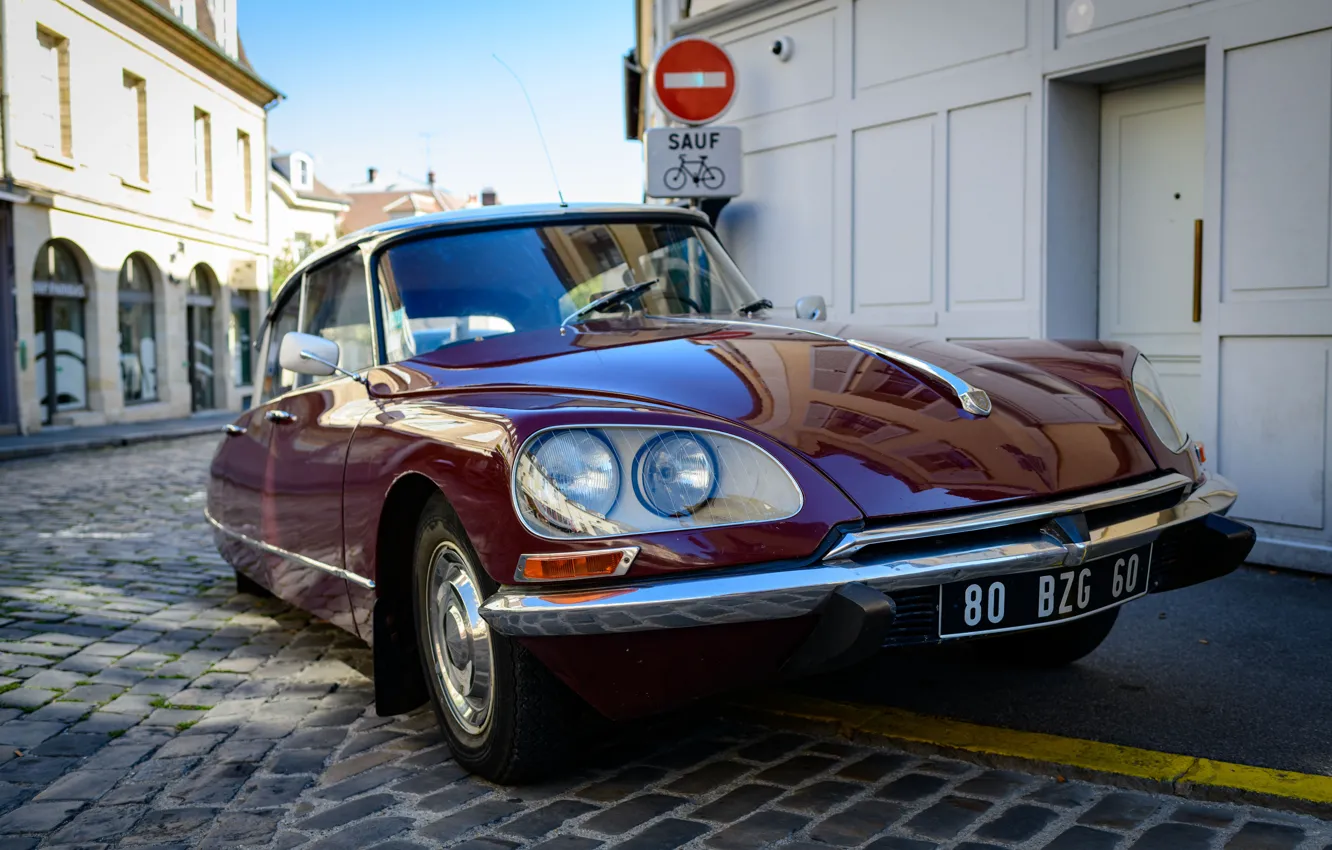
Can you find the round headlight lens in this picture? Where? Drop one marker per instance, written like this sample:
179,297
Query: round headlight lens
1151,399
675,473
582,466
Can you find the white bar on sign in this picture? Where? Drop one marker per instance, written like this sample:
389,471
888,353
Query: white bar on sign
695,79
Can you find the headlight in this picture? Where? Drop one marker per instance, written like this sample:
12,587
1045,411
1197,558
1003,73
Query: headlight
1151,399
674,473
576,482
581,468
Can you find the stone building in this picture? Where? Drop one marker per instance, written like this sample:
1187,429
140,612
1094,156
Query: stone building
135,208
1150,171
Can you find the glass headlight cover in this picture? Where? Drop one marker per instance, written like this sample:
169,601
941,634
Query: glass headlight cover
1151,399
665,478
580,468
674,473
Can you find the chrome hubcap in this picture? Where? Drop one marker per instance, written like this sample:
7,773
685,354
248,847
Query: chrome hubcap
460,640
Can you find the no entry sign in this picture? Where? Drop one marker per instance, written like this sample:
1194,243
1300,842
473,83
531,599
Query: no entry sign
694,80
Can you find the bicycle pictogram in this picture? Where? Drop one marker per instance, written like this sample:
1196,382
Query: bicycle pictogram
698,171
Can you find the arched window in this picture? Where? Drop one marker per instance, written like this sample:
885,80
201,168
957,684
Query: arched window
199,323
61,355
137,341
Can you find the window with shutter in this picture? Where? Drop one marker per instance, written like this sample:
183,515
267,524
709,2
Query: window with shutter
243,159
203,156
133,135
52,136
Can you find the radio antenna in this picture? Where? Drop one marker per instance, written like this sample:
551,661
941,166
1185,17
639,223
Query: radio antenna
537,121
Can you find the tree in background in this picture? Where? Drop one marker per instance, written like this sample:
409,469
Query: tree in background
293,252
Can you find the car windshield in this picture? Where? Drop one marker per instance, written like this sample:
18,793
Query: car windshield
450,288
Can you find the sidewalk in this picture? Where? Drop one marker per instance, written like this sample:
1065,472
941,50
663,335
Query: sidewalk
52,440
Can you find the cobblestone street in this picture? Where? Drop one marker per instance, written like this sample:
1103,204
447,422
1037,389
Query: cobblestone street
143,702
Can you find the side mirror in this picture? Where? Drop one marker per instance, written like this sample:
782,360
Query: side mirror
305,353
811,307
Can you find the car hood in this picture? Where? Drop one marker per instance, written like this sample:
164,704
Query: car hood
894,440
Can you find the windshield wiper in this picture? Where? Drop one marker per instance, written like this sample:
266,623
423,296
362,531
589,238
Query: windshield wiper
610,299
753,307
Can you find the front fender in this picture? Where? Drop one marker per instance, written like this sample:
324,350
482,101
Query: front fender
465,444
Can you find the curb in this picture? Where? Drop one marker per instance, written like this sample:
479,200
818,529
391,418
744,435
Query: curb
103,442
1072,758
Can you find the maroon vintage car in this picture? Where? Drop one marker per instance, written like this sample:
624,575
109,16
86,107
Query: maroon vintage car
552,457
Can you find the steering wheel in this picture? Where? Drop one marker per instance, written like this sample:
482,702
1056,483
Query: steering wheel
674,264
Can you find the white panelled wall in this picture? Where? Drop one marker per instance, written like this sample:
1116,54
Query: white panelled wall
939,165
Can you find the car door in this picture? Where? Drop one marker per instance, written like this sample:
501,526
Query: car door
241,462
309,430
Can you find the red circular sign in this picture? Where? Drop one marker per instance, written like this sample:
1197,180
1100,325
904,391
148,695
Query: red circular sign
694,80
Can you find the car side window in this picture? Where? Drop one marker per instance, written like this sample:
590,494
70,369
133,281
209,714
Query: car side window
337,308
276,379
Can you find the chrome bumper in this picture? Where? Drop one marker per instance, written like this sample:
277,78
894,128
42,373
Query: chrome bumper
757,594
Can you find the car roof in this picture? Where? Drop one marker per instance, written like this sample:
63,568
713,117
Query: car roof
500,215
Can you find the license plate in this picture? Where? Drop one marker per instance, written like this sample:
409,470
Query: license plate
1027,600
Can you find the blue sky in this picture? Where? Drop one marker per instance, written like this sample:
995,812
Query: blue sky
365,80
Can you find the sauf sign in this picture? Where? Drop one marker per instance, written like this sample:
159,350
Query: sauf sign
694,81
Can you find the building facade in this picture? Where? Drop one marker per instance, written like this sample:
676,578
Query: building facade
135,207
380,199
303,213
1150,171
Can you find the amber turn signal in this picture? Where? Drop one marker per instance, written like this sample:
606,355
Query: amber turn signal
600,564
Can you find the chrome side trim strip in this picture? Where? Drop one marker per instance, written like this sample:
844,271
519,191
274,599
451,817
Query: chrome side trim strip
974,401
702,600
291,556
971,399
981,521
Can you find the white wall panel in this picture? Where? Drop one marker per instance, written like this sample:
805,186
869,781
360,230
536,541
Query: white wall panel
893,219
987,181
1108,12
898,39
1274,428
781,229
767,84
1278,168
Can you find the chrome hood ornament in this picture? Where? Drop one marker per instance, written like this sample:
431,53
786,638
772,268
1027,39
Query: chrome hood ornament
974,401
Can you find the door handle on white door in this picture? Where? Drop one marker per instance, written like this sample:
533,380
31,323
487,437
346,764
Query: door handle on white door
1198,269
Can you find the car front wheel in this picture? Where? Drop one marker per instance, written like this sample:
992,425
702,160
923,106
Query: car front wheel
1052,646
504,714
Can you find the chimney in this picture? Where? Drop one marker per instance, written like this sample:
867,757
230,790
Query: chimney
224,25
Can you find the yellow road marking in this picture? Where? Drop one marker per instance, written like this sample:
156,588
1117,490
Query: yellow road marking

----

» WHAT IS BEING ASKED
Would you write out an exact copy of the entries above, with no images?

» EXERCISE ANSWER
Can you find the round headlight lens in this picture? Where? Drop one marker per instance, written like this sample:
179,297
Query: round headlight lens
1151,399
675,473
582,466
Can you find the white bar on sign in this picture? Where? Drop one marker per instance, written like this sample:
389,471
888,353
Query: white bar on sign
695,79
Can you find the headlight in this picture? Where? Drop one marker per instance, written like this sample:
12,587
1045,411
1197,558
1003,73
Query: headlight
1151,399
674,473
576,482
581,468
Can you find the stone building in this picture? Where? Drop one marker per instance, written like this sample:
1187,429
140,612
1094,156
Query: stone building
135,208
1150,171
Can you find the glass headlight cover in this picture? Where? Drop one marker per instance, written like this sample:
169,601
941,634
Query: glass headlight cover
1151,399
665,478
580,468
674,473
Can you find the chrome hubcap in this picture? Where? Drop one marker per instance, written like this sample:
7,773
685,354
248,847
Query: chrome hubcap
460,640
Can you find the no entry sign in this picture? Where? Drop one marker per instance, written like this sample:
1194,243
1300,842
473,83
531,599
Query: no entry sign
694,80
Can you find the bicycle pictogram in this picture? Where? Drop one marker per instance, written like this sample:
1196,382
Query: bicycle pictogram
698,171
Can you find the arched window in this picture? Where? Drop one marker per instance, written like this sample:
885,80
201,168
957,684
Query: arched window
199,323
61,355
137,341
Can you find the window with shutter in this picture? Where? Drop one marker per instance, written like this sample:
183,515
267,524
709,2
Query: window with shutter
243,159
203,156
133,135
52,136
Can you find the radio antenna in this picture? Where? Drop one marker per instance, written like this sample:
551,661
941,166
1185,17
639,223
Query: radio antenna
537,121
Can you find the tree in background in this picture? Where? Drop one marker per instance, written like this sample:
409,469
Query: tree in background
293,252
Can you find the car windshield in this picture? Where? Drop one marker per instance, written like this sample:
18,793
Query: car windshield
450,288
Can you find the sidewalk in this picture? Where? Drop one marker per instance, written like this sample:
1065,472
941,50
663,335
Query: sidewalk
52,440
Can you find the cobblestone street in this picture? Where? Drop one marker per instance, written like this sample:
1103,204
447,422
1037,389
Query: cobblestone street
143,702
Can you find the side mirror in this picture? Where? Drop one marker per instance, written like this sample:
782,360
Query: side mirror
305,353
811,307
Can you find the car hood in this picture? Where? Drop one marker per instance, written like this sample:
164,704
Query: car hood
894,440
Can you find the windshield wiper in this picture? Where? Drop one marker per instance, written like this sample:
266,623
423,296
362,531
589,238
Query: windshield wiper
610,299
753,307
Can you find the front fender in this picture? Where? Drop one marker per instance, written like this sample:
324,350
482,101
Query: front fender
465,444
Can you find the curb in this picture? Where? Drop one marker per instance, written like this sample:
479,200
818,529
391,418
744,435
Query: curb
103,442
1072,758
Can you find the maroon vintage car in this picture? Where? Drop one marker per instance, written like this sample:
624,575
109,16
86,107
Query: maroon vintage car
552,457
Can you find the steering wheel in this picture? Where? Drop one marker per instance, written like this sample:
482,702
1056,483
Query: steering wheel
674,264
Can you find the white panelled wall in this picture? Where? Drop one marker per instance, written like this sample:
1116,54
Query: white panelled wall
939,165
Can you find the car door in this picture? Where? Drop one marker per instance, written like this sample:
501,526
Query: car door
241,462
309,430
Can you find the red circular sign in this picture? Where? Drop one marker per instance, written like this sample:
1197,180
1100,325
904,391
148,695
Query: red circular sign
694,80
Can you find the car side window in this picture? Where? Drop one marker per instance, written like this sample:
590,494
70,369
133,281
209,714
Query: car side window
337,308
276,379
Can you find the chrome bumper in this picture? Where? Drop one marker per instance, written like this sample:
277,78
894,128
42,373
Query: chrome bumper
757,594
Can you find the car roof in this picture? Where? Drop one marker per instance, written like this sample:
63,568
713,117
Query: car roof
500,215
Can you find the license plate in this picture? Where? Drop one marker per instance, written like this sample:
409,470
Query: license plate
1027,600
Can you find the blue sky in this picture? Where? Drop one marker per instance, written like this sample:
995,812
Query: blue sky
365,80
Can you find the sauf sign in this picture? Where? Drop one marker per instance, written like this sample:
159,350
Query: sauf sign
694,81
Can you find the building facade in this picture? Where? Drop one marker per instance, written like this sample:
676,578
Query: building facade
135,207
380,199
303,213
1150,171
Can you find the amber turn signal in this picture? Where? Drop one marker per instance, written like this sample:
606,355
Query: amber turn signal
600,564
Can you find the chrome side trim strip in this picture? Where? Drop one marker per instance, written like this sample:
844,271
519,191
274,599
451,817
Query: chrome side trim strip
974,401
702,600
291,556
971,399
981,521
Can you find the white wall panel in this picture? Where? Drop one marker per instance, written like this sample:
805,186
869,781
360,230
536,541
Query: white wall panel
893,219
987,181
1108,12
898,39
1274,428
781,229
767,84
1278,168
Can you find the chrome hood ornament in this picture? Where? Drop one marker per instance, written like this sample:
431,53
786,638
772,268
1027,39
Query: chrome hood ornament
974,401
Can you find the door handle on white door in this picture? Where? Drop one marker per instance, written like this sample:
533,380
31,323
487,437
346,764
Query: door handle on white door
1198,269
Can you find the car front wheel in this picture? Where? Drop one marker per instance, written like this sample:
992,425
702,160
923,106
Query: car front wheel
1052,646
504,714
Can you find the chimney in this picture? Where? Drop one marker per instance, written like this sample:
867,757
230,790
Query: chimney
224,25
Can you find the yellow road marking in this picture? Where? Drop one marker per instance, written like this sample:
156,588
1117,490
Query: yellow road marking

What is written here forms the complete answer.